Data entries
◇ ◇ ◇ ◇ ◇ ◇ ◇

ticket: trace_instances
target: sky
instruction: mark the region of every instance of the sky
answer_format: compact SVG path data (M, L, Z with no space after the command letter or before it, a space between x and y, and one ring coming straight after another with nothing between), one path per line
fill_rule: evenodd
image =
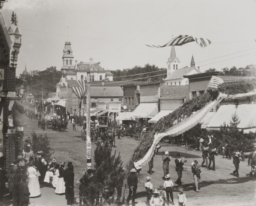
M60 69L68 40L75 60L93 57L105 69L148 63L166 68L171 47L145 44L163 45L180 34L212 43L175 46L182 67L192 54L201 72L256 64L254 0L8 0L2 10L7 26L12 11L22 34L17 76L25 63L29 72Z

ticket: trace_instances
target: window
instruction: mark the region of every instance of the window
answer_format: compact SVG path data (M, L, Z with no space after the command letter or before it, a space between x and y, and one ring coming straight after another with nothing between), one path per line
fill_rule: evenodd
M196 97L196 92L192 92L192 99Z

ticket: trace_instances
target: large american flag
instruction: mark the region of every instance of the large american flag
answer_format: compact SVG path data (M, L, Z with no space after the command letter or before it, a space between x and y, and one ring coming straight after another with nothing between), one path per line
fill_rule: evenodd
M180 46L193 41L195 41L201 47L207 46L209 45L211 43L211 41L209 39L204 38L198 38L188 35L180 35L173 38L168 43L162 46L159 45L149 45L148 44L146 44L146 46L150 47L160 48L171 46Z
M211 78L211 80L209 82L207 88L211 87L212 88L217 89L218 86L224 83L224 81L216 76L212 76Z
M12 117L12 114L10 114L8 116L8 123L9 126L11 127L13 127L13 117Z
M86 94L86 80L66 80L68 85L72 88L72 90L76 96L80 100L79 109L81 110L82 100Z

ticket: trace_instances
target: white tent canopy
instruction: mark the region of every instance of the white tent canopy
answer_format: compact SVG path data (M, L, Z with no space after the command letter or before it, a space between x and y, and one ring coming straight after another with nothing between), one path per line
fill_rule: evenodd
M131 112L125 112L120 113L118 117L116 117L116 120L132 120L131 119Z
M232 115L236 113L240 121L237 126L240 129L250 129L256 127L256 105L243 104L238 105L222 105L207 125L209 128L219 128L224 124L229 125Z
M152 118L158 113L157 103L141 103L132 112L132 118Z
M161 110L154 117L148 120L149 123L157 123L158 120L163 117L168 115L172 112L174 110Z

◇ ◇ ◇ ◇ ◇ ◇ ◇

Given request: Copy each line from the items above that contains the string "instruction". Case counts.

Solution to the problem:
instruction: mark the region of every instance of the sky
instruction: mark the region of every instance of the window
instruction: mark the region of every instance of the large american flag
instruction: mark the region of every instance of the white tent canopy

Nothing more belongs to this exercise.